— Start Exercise data —

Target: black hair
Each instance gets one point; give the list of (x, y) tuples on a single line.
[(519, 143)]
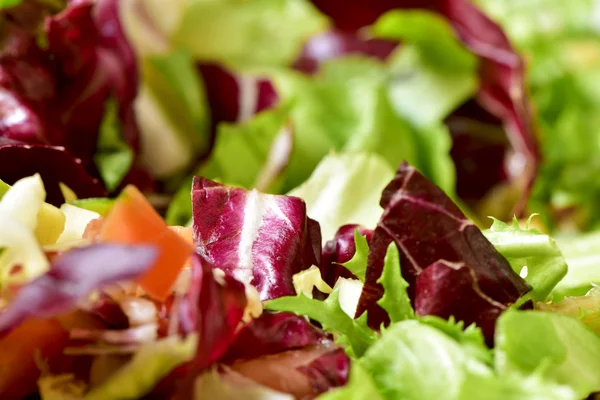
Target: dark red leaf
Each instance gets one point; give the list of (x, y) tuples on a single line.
[(73, 276), (272, 333), (232, 99), (431, 231), (479, 151), (54, 164), (213, 309), (257, 238)]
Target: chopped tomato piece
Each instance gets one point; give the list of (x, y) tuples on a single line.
[(133, 220)]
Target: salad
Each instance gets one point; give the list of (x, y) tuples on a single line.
[(288, 199)]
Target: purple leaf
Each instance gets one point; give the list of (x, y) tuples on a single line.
[(73, 276), (213, 309), (54, 164), (502, 88), (339, 250), (57, 95), (444, 280), (272, 333), (257, 238), (479, 151), (328, 371), (234, 98), (28, 128), (430, 231)]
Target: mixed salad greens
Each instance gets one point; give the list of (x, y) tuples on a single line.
[(288, 199)]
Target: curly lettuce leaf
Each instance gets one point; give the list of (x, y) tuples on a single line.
[(433, 64), (150, 363), (395, 300), (582, 255), (247, 34), (253, 154), (561, 45), (20, 207), (331, 193), (585, 308), (410, 353), (330, 114), (331, 316), (559, 348), (113, 157), (172, 113), (358, 263), (532, 254)]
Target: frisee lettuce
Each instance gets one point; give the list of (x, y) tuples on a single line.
[(532, 254)]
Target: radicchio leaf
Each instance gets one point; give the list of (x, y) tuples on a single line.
[(444, 257), (56, 95), (54, 164), (235, 98), (328, 371), (73, 276), (272, 333), (340, 250), (257, 238), (213, 309)]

— End Exercise data —

* _Written exercise_
Rescale the material from its start through the line containing "309), (257, 238)]", both ends included, and reproduce those lines in full, including the requests. Multiply every point coordinate in the answers by 0.65 and round to whole numbers with halves rounded up, omit the pictures, and give only those lines.

* _Solution for this problem_
Target: black hair
Each instance gets one point; give the list of (x, y) tuples on a single line.
[(337, 93)]
Target: dark red leaf
Each instance gets one point; give the list of (x, y) tuples on a single line.
[(47, 179), (177, 216), (151, 64), (280, 150), (311, 98), (35, 107), (138, 201), (167, 155)]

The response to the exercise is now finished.